● **SUPPLIED TEXT**

+++

Everybody has their own routine when they go to the gym. Some like to warm up by hitting their heart rate hard, breaking a sweat before making a move for the free weights. Others prefer to tackle strength first, leaving an intense cardio burner for last.
And while we’re all about you finding the gym rhythm that works best for you, it’s worth knowing that whatever activity you choose to do first can potentially impact your performance in that second activity.
According to an article published in the American College of Sports Medicine’s Health and Fitness Journal, which reviewed more than 20 relevant studies, you should structure your workouts according to your priorities. If you want to improve your heart health, conditioning, or endurance, start your workout with cardio. If you want to make strength gains, start with the weights.
Whatever you do first will make you more tired than you would’ve been for what you do second—especially your legs, which are often used heavily in both cardio and strength exercise, according Nicholas Ratamess, Ph.D., C.S.C.S.*D, one of the authors and associate professor or Health and Exercise Science at The College of New Jersey.
If you want to hit cardio before a big lift, monitor your intensity. “If your cardio is low-intensity and short in duration, it may not have as many negative effects on your strength workout, for example,” he explains.
But if you’re attacking an intense cardio workout like HIIT (high-intensity interval training) right before lifting weights, expect your performance to be diminished, according to another one of Ratamess’ studies, published in The Journal of Strength and Conditioning Research.
The study had young, fit men perform intense running exercises, wait 10 minutes, and then perform a strength workout. The result: The participants who ran prior to lifting performed nine to 18 percent fewer reps than those who didn’t. Not surprisingly, the most dramatic difference was seen in leg exercises. The men also had higher heart rates, reduced power output, and higher overall ratings of fatigue.
The good news: If your goal is to lose weight, both cardio and lifting will help you get there. “Both aerobic and resistance training increase your calorie burn,” says Ratamess. Aerobic exercise helps you burn more during exercise, while strength training will help you burn more after exercise.

+++

● **WHAT YOU NEED TO DO**
1. In the article on ordering cardio and weights, how many fewer reps did the participants who ran before lifting perform?
2. Continue the article on ordering cardio and weights, beginning right after its final sentence.

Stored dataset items

+++

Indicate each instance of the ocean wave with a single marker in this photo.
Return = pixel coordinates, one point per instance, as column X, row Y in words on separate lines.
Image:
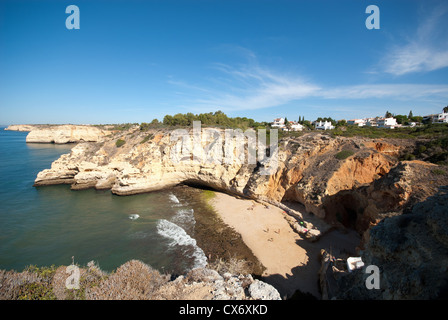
column 134, row 216
column 184, row 218
column 174, row 199
column 178, row 237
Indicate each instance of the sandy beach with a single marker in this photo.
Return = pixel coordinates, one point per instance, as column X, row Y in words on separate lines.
column 291, row 262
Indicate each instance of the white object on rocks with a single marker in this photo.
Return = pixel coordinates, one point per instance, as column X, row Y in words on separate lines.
column 263, row 291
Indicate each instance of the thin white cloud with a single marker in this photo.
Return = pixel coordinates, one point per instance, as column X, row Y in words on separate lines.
column 426, row 51
column 380, row 91
column 252, row 87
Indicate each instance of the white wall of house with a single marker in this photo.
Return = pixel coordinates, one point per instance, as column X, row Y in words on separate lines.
column 323, row 125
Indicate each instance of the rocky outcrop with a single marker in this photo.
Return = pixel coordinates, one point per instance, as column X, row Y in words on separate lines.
column 133, row 280
column 411, row 252
column 22, row 127
column 65, row 134
column 310, row 169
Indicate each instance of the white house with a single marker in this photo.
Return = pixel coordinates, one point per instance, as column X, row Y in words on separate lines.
column 323, row 125
column 387, row 123
column 442, row 117
column 371, row 122
column 278, row 123
column 295, row 126
column 437, row 118
column 358, row 122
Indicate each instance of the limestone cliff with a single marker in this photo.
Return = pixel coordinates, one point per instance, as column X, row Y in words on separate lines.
column 65, row 134
column 21, row 127
column 310, row 169
column 411, row 252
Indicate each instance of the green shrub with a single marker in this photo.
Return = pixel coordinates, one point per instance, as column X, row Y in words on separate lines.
column 344, row 154
column 119, row 143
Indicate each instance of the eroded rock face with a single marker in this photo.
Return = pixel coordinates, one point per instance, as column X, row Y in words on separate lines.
column 411, row 252
column 65, row 134
column 308, row 171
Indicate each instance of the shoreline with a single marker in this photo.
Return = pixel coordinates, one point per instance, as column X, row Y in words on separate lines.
column 291, row 262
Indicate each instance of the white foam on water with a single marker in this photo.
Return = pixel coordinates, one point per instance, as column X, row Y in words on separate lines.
column 174, row 198
column 184, row 217
column 139, row 235
column 179, row 237
column 134, row 216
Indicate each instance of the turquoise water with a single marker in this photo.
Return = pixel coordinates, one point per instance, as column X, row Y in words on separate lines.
column 50, row 225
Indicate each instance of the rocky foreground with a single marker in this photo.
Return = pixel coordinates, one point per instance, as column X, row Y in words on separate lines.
column 134, row 280
column 355, row 183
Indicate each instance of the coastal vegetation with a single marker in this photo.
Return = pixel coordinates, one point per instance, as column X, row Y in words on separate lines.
column 119, row 143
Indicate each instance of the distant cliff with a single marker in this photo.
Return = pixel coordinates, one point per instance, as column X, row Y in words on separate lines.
column 315, row 170
column 357, row 183
column 22, row 127
column 65, row 134
column 60, row 134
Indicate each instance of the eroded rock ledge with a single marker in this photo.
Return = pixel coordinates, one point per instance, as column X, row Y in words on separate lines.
column 60, row 134
column 133, row 280
column 351, row 191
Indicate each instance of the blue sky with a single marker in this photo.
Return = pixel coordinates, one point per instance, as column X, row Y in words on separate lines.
column 132, row 61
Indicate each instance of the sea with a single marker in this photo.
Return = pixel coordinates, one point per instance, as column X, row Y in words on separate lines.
column 54, row 225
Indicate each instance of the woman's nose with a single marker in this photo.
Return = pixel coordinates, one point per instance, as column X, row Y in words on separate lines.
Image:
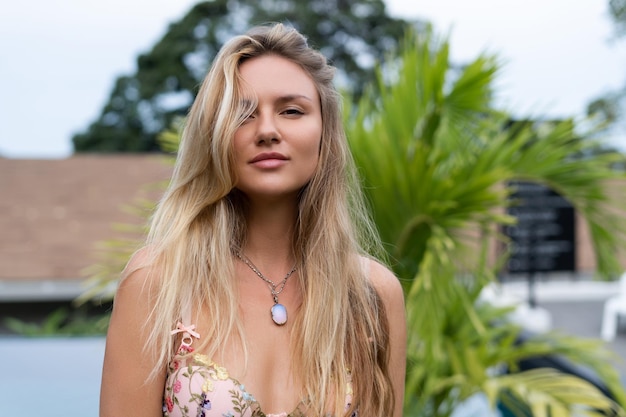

+++

● **ACTIVITY ANSWERS**
1. They performed nine to 18 percent fewer reps than those who didn't run.

2.
Here’s how it works. Your muscles need to burn fuel to function, and part of that fuel comes in the form of oxygen. When you perform aerobic exercise, your muscles use oxygen at a rate that you can replenish with a little heavy breathing—that’s why you start to huff and puff when you jog or hit a quick round of burpees. But heavy lifting exercises (known as ‘anaerobic’) deplete your oxygen stores enough that you body has to work to replenish them long after you’re done exercising—burning extra calories the whole time.
The bottom line: Unless you’re training specifically for extreme cardiovascular performance or ultra-heavy weightlifting, how you order your workouts won’t have much impact on the benefits of breaking a sweat. However, you can still give sequential preference to one or the other if you’re training for specific goals (like wanting to become more muscular) or to improve certain weaknesses (like knee or ankle joint stability), according to Ratamess.
For most people, training both strength and cardio simultaneously can be a good long-term approach to fitness. Hence why what Ratamess calls “hybrid programs,” like CrossFit, Orangetheory, and Barry’s Bootcamp, have become so popular. In these types of fitness classes, you’ll bounce back and forth between cardio efforts like running or rowing and strength exercises like pushups or squats. The workouts require both cardiovascular capacity and strength, and create more of a hybrid athlete instead of a specialist, he says.